| EXERCISE DETAILS |
Every line with the string "below" should be copied from the data.

Extracted records:
++++++
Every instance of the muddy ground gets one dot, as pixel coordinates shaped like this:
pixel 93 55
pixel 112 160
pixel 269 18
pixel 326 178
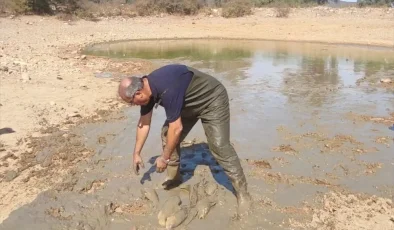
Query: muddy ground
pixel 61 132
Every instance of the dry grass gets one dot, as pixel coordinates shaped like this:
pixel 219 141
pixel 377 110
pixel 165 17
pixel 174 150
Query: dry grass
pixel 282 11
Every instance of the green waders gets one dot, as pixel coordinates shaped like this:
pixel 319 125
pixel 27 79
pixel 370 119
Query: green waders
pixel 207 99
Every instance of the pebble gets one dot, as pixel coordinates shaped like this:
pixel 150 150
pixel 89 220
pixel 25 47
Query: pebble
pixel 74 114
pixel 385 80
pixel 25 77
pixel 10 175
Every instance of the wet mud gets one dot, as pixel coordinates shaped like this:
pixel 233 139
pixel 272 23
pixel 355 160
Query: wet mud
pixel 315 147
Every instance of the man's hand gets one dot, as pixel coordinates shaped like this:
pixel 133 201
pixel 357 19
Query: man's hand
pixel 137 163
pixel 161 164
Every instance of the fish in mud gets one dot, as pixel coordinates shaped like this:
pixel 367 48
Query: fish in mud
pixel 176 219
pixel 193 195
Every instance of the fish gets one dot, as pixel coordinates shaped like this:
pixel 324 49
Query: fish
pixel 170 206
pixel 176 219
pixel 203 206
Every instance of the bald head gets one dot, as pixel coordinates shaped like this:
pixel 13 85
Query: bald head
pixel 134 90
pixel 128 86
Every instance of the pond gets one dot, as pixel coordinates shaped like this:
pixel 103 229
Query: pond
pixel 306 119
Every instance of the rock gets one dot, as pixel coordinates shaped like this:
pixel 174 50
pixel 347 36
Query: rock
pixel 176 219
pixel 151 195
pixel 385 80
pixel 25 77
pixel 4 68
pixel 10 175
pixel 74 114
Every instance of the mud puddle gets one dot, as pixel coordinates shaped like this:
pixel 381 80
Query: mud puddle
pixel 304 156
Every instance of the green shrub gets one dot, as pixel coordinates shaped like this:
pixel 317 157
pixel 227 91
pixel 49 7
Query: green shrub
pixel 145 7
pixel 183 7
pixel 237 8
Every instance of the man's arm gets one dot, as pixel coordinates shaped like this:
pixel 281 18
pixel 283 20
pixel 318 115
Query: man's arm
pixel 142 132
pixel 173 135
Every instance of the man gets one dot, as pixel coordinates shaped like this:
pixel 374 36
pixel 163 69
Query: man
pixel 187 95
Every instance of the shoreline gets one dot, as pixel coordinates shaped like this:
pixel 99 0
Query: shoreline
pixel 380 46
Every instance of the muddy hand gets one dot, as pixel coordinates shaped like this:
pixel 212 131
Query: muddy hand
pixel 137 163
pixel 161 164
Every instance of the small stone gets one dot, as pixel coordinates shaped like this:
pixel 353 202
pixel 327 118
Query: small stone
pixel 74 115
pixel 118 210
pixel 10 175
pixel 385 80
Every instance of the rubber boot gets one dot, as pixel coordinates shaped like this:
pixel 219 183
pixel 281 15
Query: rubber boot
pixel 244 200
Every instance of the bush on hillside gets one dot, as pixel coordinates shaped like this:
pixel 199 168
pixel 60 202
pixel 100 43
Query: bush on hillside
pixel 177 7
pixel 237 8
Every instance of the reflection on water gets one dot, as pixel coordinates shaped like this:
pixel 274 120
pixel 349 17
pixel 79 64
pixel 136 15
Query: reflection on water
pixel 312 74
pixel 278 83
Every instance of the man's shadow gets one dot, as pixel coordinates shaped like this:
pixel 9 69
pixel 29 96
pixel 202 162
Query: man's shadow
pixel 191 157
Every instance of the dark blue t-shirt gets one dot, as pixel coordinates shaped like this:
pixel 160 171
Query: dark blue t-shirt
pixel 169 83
++++++
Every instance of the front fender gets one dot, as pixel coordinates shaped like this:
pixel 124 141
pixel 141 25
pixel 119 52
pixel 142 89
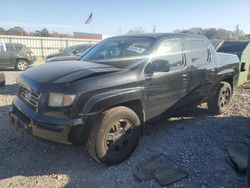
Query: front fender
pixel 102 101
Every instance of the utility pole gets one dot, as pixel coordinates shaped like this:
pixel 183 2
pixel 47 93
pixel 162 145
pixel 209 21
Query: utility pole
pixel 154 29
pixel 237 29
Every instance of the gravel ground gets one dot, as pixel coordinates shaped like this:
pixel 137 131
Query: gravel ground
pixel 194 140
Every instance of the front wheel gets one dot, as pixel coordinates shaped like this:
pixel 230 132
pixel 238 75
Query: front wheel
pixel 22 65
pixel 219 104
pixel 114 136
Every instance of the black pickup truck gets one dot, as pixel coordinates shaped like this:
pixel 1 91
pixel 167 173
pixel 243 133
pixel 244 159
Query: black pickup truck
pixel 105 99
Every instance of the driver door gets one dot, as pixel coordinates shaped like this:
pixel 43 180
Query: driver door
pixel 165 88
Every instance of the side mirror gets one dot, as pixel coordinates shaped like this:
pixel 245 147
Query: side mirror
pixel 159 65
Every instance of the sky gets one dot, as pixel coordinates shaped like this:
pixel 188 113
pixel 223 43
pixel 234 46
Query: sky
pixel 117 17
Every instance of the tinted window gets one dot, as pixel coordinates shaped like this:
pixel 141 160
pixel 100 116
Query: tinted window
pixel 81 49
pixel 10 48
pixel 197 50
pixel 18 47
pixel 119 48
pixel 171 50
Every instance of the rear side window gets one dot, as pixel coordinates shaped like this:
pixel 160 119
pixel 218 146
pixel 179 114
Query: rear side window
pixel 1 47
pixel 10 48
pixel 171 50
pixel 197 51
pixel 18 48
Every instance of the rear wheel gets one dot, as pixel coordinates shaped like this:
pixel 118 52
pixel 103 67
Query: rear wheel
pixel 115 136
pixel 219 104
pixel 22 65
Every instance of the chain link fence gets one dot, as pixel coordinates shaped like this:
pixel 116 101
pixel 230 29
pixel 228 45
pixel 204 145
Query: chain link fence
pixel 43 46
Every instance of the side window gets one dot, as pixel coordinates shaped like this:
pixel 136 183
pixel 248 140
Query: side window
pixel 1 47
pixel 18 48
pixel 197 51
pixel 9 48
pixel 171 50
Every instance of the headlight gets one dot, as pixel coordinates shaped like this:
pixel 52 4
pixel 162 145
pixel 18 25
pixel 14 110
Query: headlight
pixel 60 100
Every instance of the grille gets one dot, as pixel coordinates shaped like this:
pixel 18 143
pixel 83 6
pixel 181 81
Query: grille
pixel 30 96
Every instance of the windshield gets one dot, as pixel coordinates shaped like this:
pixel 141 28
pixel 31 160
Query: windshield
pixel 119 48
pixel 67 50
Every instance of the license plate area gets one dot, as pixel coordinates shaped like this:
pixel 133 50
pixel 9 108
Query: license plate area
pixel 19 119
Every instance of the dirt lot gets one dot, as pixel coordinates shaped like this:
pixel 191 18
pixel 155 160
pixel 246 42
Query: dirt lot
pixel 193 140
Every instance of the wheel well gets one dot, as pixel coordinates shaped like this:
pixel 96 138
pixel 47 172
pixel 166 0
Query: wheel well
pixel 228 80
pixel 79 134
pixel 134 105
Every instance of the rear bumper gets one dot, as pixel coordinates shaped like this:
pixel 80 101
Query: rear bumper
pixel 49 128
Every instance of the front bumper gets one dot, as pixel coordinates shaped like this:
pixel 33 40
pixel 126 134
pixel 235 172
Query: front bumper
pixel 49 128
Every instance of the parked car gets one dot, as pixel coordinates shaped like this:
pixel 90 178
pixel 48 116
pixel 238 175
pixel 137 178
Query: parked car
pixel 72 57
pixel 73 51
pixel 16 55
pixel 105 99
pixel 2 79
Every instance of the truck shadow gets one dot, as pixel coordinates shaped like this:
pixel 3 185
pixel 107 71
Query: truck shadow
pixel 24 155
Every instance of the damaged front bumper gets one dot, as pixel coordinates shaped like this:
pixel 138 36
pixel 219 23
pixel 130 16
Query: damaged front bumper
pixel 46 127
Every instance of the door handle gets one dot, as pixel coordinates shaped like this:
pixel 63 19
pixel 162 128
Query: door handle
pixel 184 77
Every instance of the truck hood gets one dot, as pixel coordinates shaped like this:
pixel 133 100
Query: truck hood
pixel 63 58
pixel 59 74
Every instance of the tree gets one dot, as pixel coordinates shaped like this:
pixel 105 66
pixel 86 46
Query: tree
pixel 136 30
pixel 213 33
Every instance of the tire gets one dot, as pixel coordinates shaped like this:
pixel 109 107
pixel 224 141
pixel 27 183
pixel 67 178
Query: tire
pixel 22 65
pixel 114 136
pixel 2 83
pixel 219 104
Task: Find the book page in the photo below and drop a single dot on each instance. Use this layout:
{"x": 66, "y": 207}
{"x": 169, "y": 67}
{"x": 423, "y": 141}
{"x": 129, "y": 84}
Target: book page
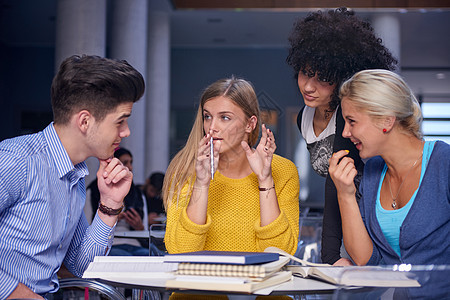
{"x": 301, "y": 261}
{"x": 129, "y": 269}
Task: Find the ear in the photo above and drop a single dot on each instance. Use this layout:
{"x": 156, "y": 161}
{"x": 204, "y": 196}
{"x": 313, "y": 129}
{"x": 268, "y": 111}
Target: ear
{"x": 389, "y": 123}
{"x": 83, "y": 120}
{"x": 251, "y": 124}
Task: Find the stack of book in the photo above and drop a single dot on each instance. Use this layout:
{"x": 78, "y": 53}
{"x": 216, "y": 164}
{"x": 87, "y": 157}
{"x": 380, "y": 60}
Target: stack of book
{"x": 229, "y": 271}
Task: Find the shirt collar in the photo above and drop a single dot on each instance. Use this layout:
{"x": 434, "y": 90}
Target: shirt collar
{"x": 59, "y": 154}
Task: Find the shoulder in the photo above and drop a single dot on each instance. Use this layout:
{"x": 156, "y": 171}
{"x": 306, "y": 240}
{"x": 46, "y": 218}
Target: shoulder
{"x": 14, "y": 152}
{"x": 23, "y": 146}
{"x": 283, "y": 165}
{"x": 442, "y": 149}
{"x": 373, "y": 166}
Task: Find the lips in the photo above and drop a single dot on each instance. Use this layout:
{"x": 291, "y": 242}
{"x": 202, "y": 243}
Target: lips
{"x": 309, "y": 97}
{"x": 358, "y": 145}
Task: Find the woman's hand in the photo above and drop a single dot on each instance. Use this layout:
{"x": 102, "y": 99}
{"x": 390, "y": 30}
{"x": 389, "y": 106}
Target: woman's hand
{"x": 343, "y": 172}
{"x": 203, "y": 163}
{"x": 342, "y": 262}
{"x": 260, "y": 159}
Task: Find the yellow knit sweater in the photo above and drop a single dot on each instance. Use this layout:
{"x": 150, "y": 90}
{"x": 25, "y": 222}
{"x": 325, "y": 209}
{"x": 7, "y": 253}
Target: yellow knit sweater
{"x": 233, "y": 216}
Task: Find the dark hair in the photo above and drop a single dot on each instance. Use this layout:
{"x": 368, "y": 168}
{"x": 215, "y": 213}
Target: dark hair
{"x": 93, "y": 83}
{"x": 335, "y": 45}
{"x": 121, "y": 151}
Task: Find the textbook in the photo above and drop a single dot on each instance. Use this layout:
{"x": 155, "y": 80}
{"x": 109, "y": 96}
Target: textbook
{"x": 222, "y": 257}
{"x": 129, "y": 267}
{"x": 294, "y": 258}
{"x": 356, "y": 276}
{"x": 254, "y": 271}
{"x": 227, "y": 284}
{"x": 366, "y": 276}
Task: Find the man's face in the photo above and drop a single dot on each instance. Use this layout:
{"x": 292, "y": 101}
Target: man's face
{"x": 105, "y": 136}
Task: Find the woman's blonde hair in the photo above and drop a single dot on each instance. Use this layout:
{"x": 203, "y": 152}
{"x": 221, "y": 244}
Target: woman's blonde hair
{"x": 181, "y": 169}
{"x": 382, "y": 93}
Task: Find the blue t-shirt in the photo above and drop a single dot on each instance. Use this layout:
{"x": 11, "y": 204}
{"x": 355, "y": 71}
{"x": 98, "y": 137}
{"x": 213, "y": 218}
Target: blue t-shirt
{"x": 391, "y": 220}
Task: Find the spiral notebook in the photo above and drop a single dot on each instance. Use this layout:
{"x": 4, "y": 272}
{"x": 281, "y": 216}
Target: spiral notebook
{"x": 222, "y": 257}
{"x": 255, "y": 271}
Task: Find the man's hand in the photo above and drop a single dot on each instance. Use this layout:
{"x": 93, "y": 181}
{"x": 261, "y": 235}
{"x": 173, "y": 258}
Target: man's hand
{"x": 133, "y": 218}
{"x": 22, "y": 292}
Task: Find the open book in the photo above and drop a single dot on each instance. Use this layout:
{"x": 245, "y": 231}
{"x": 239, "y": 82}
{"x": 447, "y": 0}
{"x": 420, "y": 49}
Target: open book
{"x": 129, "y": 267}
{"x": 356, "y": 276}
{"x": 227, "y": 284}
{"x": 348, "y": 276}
++++++
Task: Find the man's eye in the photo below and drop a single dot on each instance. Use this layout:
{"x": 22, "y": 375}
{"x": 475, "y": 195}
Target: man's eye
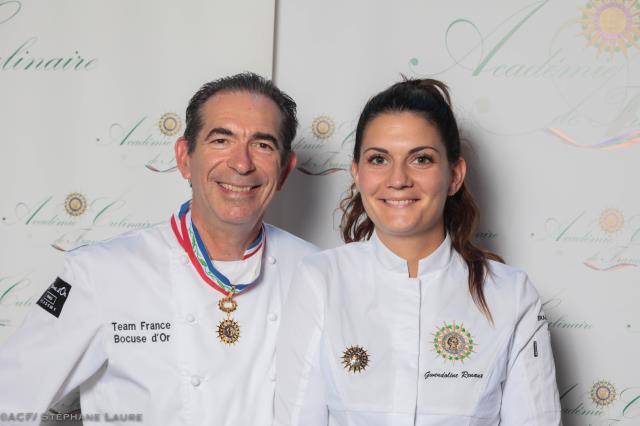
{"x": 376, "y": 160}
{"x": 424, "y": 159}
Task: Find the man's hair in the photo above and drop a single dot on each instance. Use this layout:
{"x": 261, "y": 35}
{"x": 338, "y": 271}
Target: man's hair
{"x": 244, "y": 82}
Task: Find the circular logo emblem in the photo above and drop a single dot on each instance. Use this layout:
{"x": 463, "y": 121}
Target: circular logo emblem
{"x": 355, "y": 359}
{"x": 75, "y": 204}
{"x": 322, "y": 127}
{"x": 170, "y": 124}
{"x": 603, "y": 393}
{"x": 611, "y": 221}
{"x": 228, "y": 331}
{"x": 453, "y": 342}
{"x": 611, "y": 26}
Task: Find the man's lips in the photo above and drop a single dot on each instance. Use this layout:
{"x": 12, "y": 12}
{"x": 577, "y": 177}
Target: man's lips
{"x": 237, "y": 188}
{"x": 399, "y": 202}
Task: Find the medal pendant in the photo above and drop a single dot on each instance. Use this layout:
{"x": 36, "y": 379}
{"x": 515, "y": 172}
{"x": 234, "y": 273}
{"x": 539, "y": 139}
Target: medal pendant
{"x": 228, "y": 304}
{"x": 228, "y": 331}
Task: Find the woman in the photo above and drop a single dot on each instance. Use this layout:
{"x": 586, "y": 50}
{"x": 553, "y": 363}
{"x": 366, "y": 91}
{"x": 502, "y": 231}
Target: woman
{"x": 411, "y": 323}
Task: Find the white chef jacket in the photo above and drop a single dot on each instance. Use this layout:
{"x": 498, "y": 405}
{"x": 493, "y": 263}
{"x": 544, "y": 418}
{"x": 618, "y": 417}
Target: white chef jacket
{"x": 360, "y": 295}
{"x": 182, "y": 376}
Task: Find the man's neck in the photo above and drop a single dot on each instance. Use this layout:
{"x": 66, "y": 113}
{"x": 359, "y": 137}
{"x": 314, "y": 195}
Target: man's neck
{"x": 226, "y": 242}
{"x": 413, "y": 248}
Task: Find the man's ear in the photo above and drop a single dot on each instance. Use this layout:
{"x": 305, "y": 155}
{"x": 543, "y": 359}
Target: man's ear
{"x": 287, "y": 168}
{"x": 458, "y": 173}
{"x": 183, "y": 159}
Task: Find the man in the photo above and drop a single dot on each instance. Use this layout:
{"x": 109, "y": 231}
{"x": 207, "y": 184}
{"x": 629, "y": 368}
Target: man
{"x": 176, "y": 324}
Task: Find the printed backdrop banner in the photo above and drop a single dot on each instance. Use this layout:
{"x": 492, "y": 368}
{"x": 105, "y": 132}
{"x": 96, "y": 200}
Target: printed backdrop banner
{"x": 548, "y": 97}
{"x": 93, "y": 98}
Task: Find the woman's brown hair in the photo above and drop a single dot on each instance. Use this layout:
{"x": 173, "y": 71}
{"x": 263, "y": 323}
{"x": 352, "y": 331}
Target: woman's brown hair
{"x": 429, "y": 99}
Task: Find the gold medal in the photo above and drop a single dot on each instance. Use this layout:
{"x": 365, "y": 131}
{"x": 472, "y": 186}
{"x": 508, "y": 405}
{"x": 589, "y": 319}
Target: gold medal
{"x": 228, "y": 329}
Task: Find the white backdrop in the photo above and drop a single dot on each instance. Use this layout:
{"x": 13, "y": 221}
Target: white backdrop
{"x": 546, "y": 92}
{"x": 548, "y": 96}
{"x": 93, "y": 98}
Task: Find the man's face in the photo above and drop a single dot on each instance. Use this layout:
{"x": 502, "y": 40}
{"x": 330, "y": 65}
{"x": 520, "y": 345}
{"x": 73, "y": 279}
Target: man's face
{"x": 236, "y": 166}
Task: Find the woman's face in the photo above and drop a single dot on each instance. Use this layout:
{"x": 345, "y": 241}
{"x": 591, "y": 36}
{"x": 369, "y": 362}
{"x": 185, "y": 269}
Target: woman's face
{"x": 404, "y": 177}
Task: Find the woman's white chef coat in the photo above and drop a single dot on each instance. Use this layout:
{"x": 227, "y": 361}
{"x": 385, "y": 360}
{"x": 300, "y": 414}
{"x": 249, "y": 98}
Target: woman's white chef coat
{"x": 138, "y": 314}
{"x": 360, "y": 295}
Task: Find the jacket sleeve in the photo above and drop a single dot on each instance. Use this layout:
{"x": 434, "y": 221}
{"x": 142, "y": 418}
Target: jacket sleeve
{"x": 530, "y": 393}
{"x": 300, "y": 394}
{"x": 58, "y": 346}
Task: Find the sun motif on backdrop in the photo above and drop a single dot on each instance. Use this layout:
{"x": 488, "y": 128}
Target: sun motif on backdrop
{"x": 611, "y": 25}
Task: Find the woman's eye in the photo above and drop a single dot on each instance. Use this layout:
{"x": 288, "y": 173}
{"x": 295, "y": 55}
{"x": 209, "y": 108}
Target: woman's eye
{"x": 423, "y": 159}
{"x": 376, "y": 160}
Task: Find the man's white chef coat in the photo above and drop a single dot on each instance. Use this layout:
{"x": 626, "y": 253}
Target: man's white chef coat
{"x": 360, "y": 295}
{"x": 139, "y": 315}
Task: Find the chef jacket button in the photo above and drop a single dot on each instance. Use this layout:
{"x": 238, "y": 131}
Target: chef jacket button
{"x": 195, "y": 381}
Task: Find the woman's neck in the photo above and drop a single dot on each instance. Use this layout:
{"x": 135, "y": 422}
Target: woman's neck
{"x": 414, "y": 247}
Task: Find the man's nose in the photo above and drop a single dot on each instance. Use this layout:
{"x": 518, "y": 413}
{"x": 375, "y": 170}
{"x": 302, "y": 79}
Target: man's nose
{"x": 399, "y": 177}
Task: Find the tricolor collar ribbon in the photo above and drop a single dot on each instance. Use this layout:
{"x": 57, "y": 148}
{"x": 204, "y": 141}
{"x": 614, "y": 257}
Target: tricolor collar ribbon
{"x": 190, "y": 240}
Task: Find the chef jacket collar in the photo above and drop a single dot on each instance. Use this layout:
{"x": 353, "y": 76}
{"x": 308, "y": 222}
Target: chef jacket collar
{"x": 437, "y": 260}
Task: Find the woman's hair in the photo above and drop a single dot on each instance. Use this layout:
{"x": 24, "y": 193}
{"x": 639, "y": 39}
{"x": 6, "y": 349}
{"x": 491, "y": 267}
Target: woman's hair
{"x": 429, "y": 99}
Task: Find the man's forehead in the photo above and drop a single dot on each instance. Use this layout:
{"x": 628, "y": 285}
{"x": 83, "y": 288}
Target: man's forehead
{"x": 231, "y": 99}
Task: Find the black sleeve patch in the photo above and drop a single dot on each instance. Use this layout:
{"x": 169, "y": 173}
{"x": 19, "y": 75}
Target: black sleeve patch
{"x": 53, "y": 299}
++++++
| REPLY TO THE TASK |
Task: Find the book page in the photo below and drop a single dot on each instance. Use this layout:
Task: Find the man's eye in the photo below and drop a single dot on each instance. Use this layout:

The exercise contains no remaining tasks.